How many of the lines below contain the string "locate"? Case counts, and your reply should be the number alone.
---------- Material for this task ----------
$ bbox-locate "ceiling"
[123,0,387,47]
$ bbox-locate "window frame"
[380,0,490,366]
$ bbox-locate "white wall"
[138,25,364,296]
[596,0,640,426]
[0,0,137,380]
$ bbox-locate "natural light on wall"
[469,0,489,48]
----------
---------- Material for this task ----------
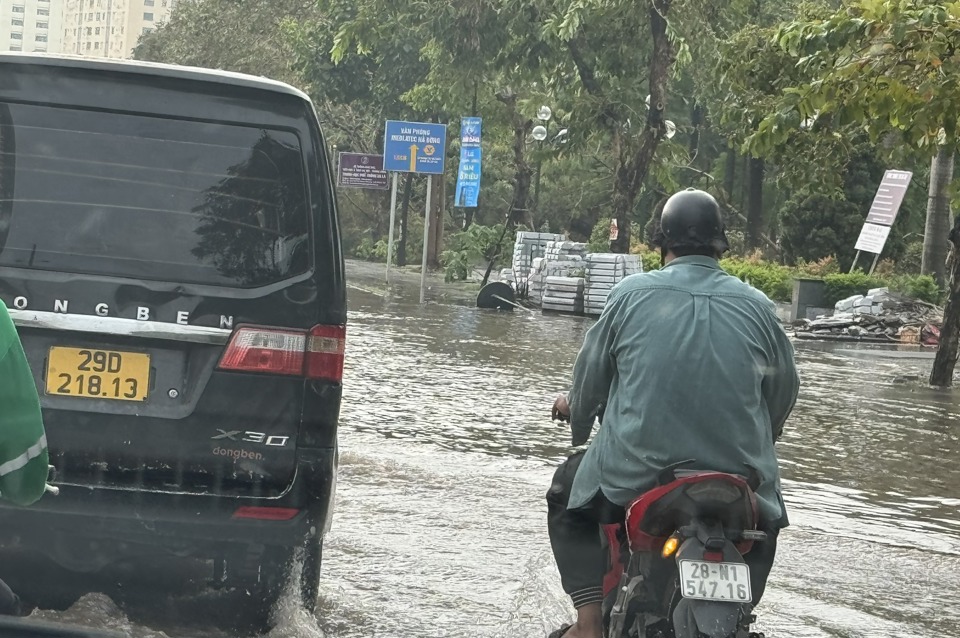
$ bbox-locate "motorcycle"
----------
_Written solution_
5